Parts of the exercise
**1)** Rewrite the travel account from "My personal run" up to and including "bobbling with pleasure.", replacing "Swahili" with "Kiswahili".
**2)** According to the travel account, how many years earlier had the writer first climbed Kilimanjaro?
**3)** Condense the paragraph of the travel account that begins "19 years ago I had climbed Kili" into two or three sentences, keeping its main facts.

Selected extract
—————

My personal run highlight--Running on day 2 with three schoolgirls in uniforms, no shoes, carrying large jugs of laundry detergent and small plastic bowls (for food? they looked too small for washing). The girls (all under 14) ran about 2 miles, chatting to me the whole time...in Swahili. So I followed suit, and chatted right on back at them...in English. When we reached what appeared to be their school, they peeled off. Later that same day a teenager ran with me for some time, whether he was a bit loco or not is anybody's guess (our van drivers were concerned), but he was hare-fast, and popped in and out of huts along the way, always catching me up after his stops, always carrying his toothbrush in his mouth, clamped down despite his giant smile, an extra pair of pants in his hands, and his head bobbling with pleasure.
After injuring myself I spent a day wallowing in self-pity and then pulled myself together to play proper support for the other runners, and discovered that when I let go of the feeling that I had "failed" by injuring myself, I enjoyed my new role immensely. Along the way the driver, who was a bit of a professor, gave me Kenyan history lessons, so that I learned just where the Germans, crossing into Kenya from Tanzania, had laid down their arms at armistice in WWII.
Next up was climbing Kilimanjaro. And, as a friend of mine says, "This was not my first rodeo."
19 years ago I had climbed Kili, or rather, I climbed most of Kili. On the day we were to summit, my then-husband was hit with bad altitude sickness and we turned back together. So for almost two decades I carried around this thought--"I could have made it." But I hadn't. And I wanted to know. This trip was going to clear up unfinished business, or so I hoped. Well, you already know the answer, since I gave it away at the beginning.

—————

Information given
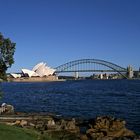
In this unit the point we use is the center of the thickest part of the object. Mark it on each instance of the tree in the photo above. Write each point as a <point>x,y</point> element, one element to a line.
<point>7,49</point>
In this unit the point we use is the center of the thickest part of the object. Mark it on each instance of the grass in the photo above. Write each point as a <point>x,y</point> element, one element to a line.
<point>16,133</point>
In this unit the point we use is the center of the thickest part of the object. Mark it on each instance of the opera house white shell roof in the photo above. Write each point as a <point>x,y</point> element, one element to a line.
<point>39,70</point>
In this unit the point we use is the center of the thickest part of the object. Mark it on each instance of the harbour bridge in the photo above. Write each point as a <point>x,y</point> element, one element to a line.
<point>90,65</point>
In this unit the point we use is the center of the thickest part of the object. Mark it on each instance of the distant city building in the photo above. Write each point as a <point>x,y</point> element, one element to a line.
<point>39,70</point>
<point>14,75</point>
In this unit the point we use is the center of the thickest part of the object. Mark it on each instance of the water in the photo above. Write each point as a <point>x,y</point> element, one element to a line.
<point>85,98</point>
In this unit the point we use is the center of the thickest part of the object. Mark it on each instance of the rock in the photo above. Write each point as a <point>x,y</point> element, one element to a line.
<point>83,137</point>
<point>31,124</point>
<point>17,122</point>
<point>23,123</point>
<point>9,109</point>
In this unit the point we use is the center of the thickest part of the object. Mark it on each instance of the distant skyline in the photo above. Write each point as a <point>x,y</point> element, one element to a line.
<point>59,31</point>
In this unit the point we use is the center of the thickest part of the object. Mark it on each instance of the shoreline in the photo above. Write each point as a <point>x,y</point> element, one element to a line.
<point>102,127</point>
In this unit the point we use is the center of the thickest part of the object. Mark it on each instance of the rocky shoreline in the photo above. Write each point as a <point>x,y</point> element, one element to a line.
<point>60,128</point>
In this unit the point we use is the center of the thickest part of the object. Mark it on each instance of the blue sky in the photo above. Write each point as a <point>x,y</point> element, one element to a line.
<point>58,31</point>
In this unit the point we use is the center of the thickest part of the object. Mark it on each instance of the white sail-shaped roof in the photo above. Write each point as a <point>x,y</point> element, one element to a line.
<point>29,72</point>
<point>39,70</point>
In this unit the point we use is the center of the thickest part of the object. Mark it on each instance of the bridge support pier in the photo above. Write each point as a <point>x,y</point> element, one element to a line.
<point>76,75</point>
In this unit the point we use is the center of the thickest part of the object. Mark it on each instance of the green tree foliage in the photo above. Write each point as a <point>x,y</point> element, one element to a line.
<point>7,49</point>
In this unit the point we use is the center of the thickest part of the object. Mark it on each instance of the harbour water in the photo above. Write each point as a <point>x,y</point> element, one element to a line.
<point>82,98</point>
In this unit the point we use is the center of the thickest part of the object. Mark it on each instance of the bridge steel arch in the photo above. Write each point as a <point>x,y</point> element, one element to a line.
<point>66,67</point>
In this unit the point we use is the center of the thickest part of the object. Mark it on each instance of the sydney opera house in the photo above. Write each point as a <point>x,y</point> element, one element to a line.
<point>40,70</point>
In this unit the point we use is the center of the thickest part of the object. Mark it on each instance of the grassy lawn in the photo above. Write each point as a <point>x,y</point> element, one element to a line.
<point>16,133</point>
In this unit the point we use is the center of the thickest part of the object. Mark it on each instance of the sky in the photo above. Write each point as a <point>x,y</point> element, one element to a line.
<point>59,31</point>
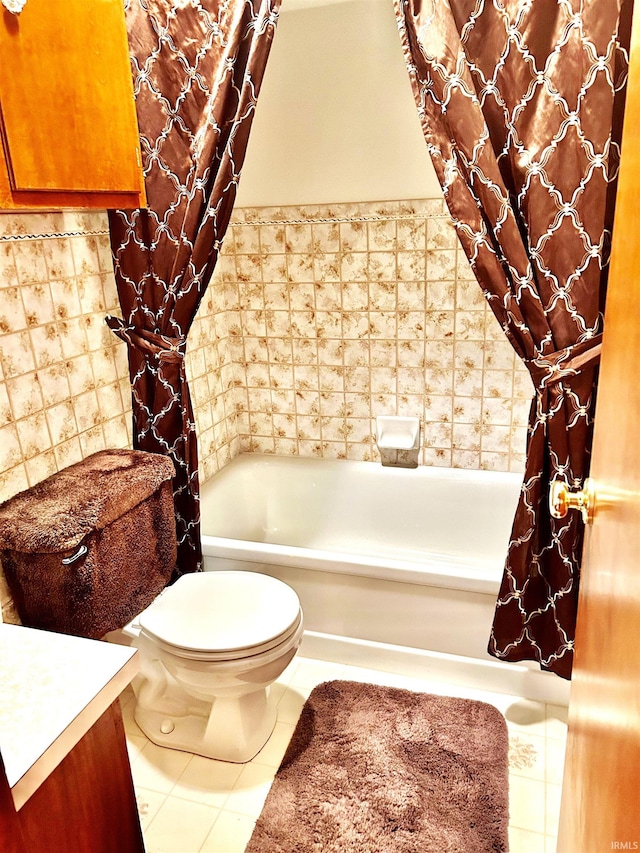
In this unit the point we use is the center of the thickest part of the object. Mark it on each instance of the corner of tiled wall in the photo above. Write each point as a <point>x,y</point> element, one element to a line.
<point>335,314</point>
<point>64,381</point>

—————

Solutions below
**1)**
My personal run highlight--Running on day 2 with three schoolgirls in uniforms, no shoes, carrying large jugs of laundry detergent and small plastic bowls (for food? they looked too small for washing). The girls (all under 14) ran about 2 miles, chatting to me the whole time...in Kiswahili. So I followed suit, and chatted right on back at them...in English. When we reached what appeared to be their school, they peeled off. Later that same day a teenager ran with me for some time, whether he was a bit loco or not is anybody's guess (our van drivers were concerned), but he was hare-fast, and popped in and out of huts along the way, always catching me up after his stops, always carrying his toothbrush in his mouth, clamped down despite his giant smile, an extra pair of pants in his hands, and his head bobbling with pleasure.

**2)** 19 years earlier.

**3)** Nineteen years earlier, the writer climbed most of Kilimanjaro but turned back on summit day along with a then-husband who had bad altitude sickness. For almost two decades the writer carried the thought "I could have made it" and hoped this trip would settle that unfinished business. The answer had already been given at the beginning.